#### [EXTRACTED TEXT]

THE CODEX FRAMEWORK
Capture → Organize → Direct → Execute → eXamine
The Thesis
Every personal knowledge framework built before 2024 shares the same fatal flaw: they were designed for a world without AI agents.
Here’s what breaks:
| Problem | Why It Kills Your System |
|---|---|
| No context for AI | Your notes are unstructured prose. An AI agent can’t scan 500 files to find what matters. It needs typed metadata, summaries, and status fields — or it drowns in noise. |
| No structure for AI to act | Even if an agent reads your notes, there’s no execution framework. What’s a task? What’s a priority? What’s delegated? GTD has next actions but no concept of AI delegation. |
| No permission model | Who writes what? Can an agent create a new project? Update a status? Agents need guardrails — where they can write, where they can’t, what templates to use. |
| Doesn’t survive tool changes | Systems built on Notion databases, Roam graphs, or Evernote stacks die when you switch tools. Your life OS must be plain files in folders — portable, version-controlled, permanent. |
The CODEX method solves all four. Every document is machine-readable. Execution is built in. Agents have explicit guardrails. And the whole system is plain Markdown files.

#### [WRITTEN REQUEST 1]
Copy out the rows exactly, from the line containing "sill in this photo as pixel coordinates." through the final row.

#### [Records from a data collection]

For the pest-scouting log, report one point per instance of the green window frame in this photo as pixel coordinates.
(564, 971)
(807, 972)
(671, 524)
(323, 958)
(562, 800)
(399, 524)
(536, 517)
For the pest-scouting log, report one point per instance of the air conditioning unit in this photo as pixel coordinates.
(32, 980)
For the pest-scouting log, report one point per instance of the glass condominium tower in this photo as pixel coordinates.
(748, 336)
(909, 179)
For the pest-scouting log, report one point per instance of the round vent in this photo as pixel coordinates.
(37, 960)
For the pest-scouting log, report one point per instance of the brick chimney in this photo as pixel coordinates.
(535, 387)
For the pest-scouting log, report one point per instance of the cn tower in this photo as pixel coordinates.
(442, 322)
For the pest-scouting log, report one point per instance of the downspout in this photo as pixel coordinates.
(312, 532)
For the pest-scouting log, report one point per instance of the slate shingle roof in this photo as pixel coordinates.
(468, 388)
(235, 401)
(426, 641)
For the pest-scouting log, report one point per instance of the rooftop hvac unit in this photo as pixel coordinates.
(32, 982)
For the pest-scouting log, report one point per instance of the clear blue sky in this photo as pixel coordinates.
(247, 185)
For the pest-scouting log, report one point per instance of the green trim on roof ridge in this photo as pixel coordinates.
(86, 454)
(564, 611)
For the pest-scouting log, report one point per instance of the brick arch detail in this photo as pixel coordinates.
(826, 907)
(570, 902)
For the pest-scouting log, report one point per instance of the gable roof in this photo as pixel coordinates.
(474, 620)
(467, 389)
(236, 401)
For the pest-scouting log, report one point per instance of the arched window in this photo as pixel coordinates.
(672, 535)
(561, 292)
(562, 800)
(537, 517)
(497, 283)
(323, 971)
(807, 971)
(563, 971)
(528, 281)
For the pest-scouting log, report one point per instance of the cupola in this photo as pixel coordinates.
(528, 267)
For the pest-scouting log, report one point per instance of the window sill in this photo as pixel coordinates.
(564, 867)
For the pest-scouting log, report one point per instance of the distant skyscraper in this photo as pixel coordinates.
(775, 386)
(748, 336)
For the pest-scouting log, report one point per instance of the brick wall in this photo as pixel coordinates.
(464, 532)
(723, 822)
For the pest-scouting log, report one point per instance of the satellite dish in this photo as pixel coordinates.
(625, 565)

#### [WRITTEN REQUEST 2]
According to the text on the CODEX framework, what kind of files make up the whole system?

#### [WRITTEN REPLY 1]
For the pest-scouting log, report one point per instance of the window sill in this photo as pixel coordinates.
(564, 867)
For the pest-scouting log, report one point per instance of the distant skyscraper in this photo as pixel coordinates.
(775, 386)
(748, 336)
For the pest-scouting log, report one point per instance of the brick wall in this photo as pixel coordinates.
(464, 532)
(723, 822)
For the pest-scouting log, report one point per instance of the satellite dish in this photo as pixel coordinates.
(625, 565)

#### [WRITTEN REPLY 2]
Plain Markdown files.